GIVEN PASSAGE -
********************

Haha, alright, thank you! I'll let my mom decide since she'll be doing most of the work anyway 

Greenbean - do you have a grocery store that sells rabbit meat?? :shock:

I live in Hick Central, WI, I swear. Our grocery stores are pathetic in my area, and I may or may not have to make a trip to Madison to find different meat (and quail eggs!).


----------



## Immortalia (Jan 24, 2009)

It's easy to steam without a steamer. You can use any pot/large wok that's deep enough. All you need is something to keep the plate of meatballs above the water. For us, we have a erm...a round metal steam rack(lol). Sorry, I don't know the exact names. But it'll be something you can find in Asian specialty stores. Just look for some sort of wiry metal rack where the legs are about 1-2inches tall.(if you goggle metal steam rack, you'll find pics) 

Once you have that, just fill the pot with enough water to almost cover the rack. Then put the dish of meatballs on the rack, cover the pot with the lid, and let the water boil to steam. 

As for quail eggs, again specialty food stores seem to have them more than normal supermarkets. Mind you, I've never actually tried to find them in a normal supermarket, I've just always seen them in Asian markets.


----------



## hanhan27 (May 12, 2011)

Immortalia said:


> It's easy to steam without a steamer. You can use any pot/large wok that's deep enough. All you need is something to keep the plate of meatballs above the water. For us, we have a erm...a round metal steam rack(lol). Sorry, I don't know the exact names. But it'll be something you can find in Asian specialty stores. Just look for some sort of wiry metal rack where the legs are about 1-2inches tall.(if you goggle metal steam rack, you'll find pics)

********************

ENTRIES SUPPLIED -
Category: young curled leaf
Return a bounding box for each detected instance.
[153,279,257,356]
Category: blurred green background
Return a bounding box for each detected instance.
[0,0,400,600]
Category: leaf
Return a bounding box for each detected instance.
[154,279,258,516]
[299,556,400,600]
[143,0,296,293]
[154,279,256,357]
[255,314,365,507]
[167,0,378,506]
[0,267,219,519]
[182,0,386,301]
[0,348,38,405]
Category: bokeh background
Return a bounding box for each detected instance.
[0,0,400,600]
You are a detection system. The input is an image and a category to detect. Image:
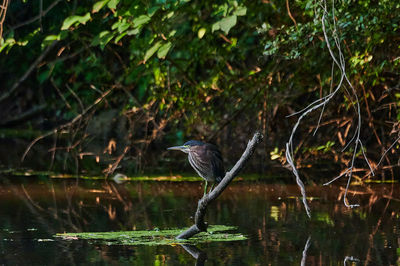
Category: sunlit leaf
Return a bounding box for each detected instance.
[157,42,172,59]
[211,21,221,32]
[143,41,161,63]
[92,0,110,13]
[107,0,119,9]
[197,28,206,39]
[219,15,237,34]
[133,15,150,28]
[92,30,114,49]
[233,6,247,16]
[61,12,90,30]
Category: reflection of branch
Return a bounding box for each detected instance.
[343,256,360,266]
[181,245,207,266]
[286,0,297,28]
[286,0,373,216]
[176,132,263,239]
[0,0,9,40]
[300,236,311,266]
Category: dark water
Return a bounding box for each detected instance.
[0,176,400,265]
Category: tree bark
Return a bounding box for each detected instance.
[176,132,263,239]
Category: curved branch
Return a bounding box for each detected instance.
[176,132,263,239]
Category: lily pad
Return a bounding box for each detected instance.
[55,225,247,246]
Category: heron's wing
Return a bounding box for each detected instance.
[209,145,225,182]
[188,150,210,180]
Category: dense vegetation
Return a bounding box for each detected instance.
[0,0,400,179]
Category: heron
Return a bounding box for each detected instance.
[168,140,225,196]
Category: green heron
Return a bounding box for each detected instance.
[168,140,225,194]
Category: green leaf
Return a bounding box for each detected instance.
[157,42,172,59]
[107,0,119,9]
[114,32,127,43]
[211,21,221,32]
[197,28,206,39]
[144,41,162,63]
[92,0,110,13]
[61,12,90,30]
[133,15,150,28]
[233,6,247,16]
[219,15,237,34]
[92,30,114,50]
[42,34,61,48]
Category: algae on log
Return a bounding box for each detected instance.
[55,225,247,246]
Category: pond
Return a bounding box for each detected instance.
[0,175,400,265]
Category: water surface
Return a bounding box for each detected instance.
[0,176,400,265]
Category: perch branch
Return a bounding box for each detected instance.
[176,132,263,239]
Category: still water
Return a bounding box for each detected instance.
[0,176,400,265]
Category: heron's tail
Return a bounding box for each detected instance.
[215,173,225,183]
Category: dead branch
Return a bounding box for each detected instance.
[176,132,263,239]
[0,0,9,40]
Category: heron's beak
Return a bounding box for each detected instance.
[167,145,189,153]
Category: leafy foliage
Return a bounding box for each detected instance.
[0,0,400,176]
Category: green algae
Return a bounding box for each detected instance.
[55,225,247,246]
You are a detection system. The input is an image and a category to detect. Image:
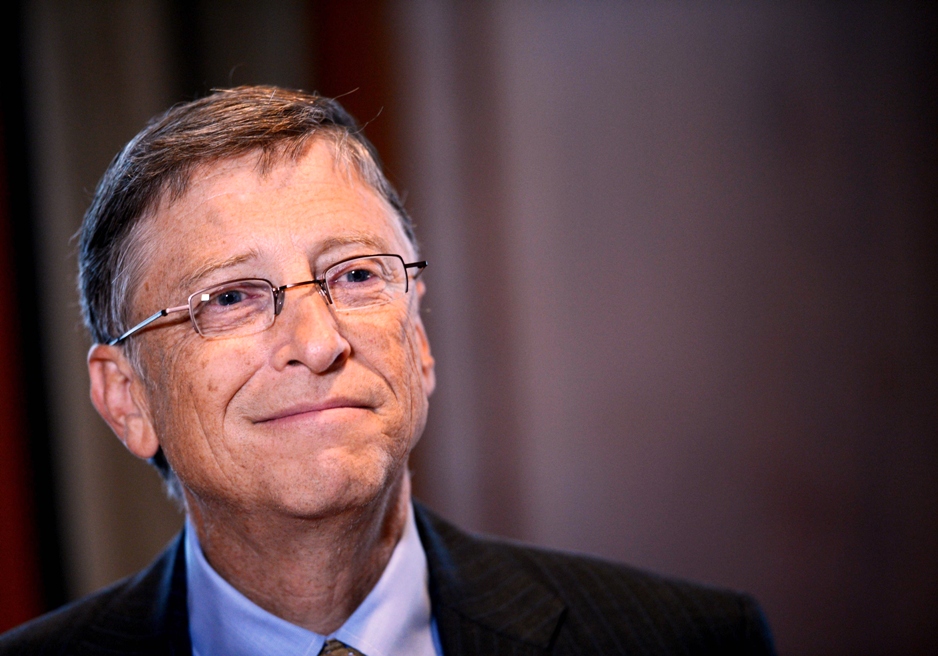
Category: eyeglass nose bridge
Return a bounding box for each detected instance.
[273,280,333,317]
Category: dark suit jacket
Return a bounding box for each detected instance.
[0,505,773,656]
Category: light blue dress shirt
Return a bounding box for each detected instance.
[185,506,443,656]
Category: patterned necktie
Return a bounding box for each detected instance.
[319,638,365,656]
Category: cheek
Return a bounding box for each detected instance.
[141,337,257,460]
[352,307,428,444]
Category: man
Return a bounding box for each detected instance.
[0,87,772,656]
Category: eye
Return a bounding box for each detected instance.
[340,269,375,283]
[215,289,244,307]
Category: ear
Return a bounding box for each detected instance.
[415,280,436,396]
[88,344,160,459]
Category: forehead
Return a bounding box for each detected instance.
[135,141,413,298]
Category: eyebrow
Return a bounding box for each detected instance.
[179,248,260,290]
[179,232,388,291]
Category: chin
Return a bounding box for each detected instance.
[266,454,405,519]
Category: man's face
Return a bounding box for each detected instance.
[124,142,433,516]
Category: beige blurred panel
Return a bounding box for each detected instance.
[26,0,181,596]
[398,0,938,656]
[392,0,486,530]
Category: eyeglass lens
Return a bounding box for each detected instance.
[189,255,407,336]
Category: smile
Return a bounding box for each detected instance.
[252,398,371,424]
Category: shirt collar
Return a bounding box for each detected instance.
[185,506,439,656]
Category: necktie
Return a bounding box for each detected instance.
[319,638,365,656]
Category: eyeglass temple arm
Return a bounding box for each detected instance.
[107,305,189,346]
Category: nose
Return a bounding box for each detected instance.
[270,285,352,374]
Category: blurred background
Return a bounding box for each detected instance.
[0,0,938,655]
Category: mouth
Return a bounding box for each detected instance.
[252,398,372,425]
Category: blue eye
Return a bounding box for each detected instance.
[344,269,374,283]
[215,289,244,306]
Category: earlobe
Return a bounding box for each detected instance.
[88,344,160,459]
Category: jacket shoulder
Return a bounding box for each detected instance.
[0,537,188,656]
[418,508,774,654]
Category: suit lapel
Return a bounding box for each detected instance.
[415,504,564,656]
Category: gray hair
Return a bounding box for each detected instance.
[78,86,416,499]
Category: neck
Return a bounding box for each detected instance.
[187,471,410,635]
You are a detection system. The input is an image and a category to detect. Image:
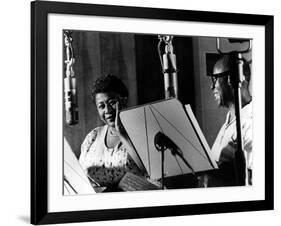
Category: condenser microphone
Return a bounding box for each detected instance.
[64,32,78,125]
[64,77,78,125]
[158,35,178,99]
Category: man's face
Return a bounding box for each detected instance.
[212,76,234,107]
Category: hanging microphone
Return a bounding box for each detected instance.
[64,31,78,125]
[158,35,178,99]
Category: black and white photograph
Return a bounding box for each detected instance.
[28,1,273,224]
[62,30,252,195]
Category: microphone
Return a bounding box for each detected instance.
[154,132,183,155]
[158,35,178,99]
[64,31,78,125]
[154,131,195,175]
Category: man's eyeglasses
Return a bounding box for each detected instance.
[210,71,229,89]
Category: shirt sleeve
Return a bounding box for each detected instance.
[242,122,253,169]
[79,128,98,170]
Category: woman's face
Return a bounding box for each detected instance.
[95,92,122,127]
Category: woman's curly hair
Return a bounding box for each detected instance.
[91,75,129,99]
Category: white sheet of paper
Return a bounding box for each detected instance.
[120,99,217,179]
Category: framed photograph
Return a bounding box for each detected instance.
[31,1,274,224]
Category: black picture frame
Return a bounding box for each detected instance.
[31,1,274,224]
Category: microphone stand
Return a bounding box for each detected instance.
[214,38,251,186]
[63,31,78,125]
[157,35,178,189]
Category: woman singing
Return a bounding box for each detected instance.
[79,75,145,191]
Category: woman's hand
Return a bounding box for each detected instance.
[115,100,126,138]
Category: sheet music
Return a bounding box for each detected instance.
[120,99,217,179]
[64,139,96,195]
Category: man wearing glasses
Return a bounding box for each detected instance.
[204,55,252,186]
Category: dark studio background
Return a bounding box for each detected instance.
[64,31,195,157]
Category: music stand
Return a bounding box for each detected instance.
[120,98,217,182]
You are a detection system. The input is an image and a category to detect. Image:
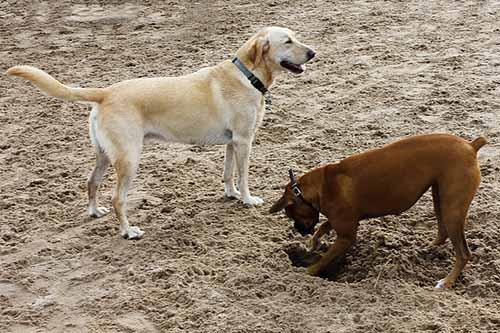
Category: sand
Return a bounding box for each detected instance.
[0,0,500,332]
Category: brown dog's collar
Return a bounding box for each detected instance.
[288,169,319,211]
[233,57,267,95]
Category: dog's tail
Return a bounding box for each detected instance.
[5,66,108,103]
[470,136,488,152]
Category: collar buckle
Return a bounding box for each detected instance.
[232,58,267,95]
[292,183,302,197]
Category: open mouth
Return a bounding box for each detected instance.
[280,60,305,74]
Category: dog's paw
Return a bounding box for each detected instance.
[89,207,111,219]
[309,237,320,251]
[434,279,451,289]
[225,188,241,199]
[243,196,264,206]
[307,265,320,276]
[121,226,144,239]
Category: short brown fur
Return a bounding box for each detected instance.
[271,134,487,288]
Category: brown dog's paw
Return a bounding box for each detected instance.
[307,265,321,276]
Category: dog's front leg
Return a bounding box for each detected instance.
[307,221,357,276]
[223,143,241,198]
[233,139,264,206]
[311,221,332,251]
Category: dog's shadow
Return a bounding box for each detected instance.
[284,243,346,281]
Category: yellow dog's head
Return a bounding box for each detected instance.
[237,27,316,74]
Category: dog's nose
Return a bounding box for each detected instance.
[307,50,316,60]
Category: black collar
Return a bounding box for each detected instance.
[292,181,319,211]
[233,57,267,95]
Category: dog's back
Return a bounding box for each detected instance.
[337,134,486,217]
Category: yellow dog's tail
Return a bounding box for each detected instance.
[5,66,108,103]
[470,136,488,152]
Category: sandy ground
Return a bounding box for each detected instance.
[0,0,500,332]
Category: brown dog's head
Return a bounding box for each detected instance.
[237,27,316,74]
[269,172,319,236]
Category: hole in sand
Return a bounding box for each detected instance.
[284,243,346,281]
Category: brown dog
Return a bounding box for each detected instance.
[270,134,487,288]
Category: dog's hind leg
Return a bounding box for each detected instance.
[223,143,240,198]
[432,184,448,245]
[87,105,110,218]
[87,147,110,218]
[113,152,144,239]
[436,170,480,289]
[96,109,144,239]
[234,140,264,206]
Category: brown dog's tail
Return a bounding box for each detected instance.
[470,136,488,152]
[5,66,108,103]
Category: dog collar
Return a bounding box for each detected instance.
[233,58,267,95]
[292,182,319,211]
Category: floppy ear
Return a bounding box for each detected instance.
[249,37,270,67]
[269,195,288,214]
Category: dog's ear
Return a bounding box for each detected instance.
[249,37,270,67]
[269,195,290,214]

********************

GIVEN TASK -
Quote the forum thread about steaming meatballs from "Greenbean - do" up to and including "(and quail eggs!).".

SOLUTION TO THIS PROBLEM -
Greenbean - do you have a grocery store that sells rabbit meat?? :shock:

I live in Hick Central, WI, I swear. Our grocery stores are pathetic in my area, and I may or may not have to make a trip to Madison to find different meat (and quail eggs!).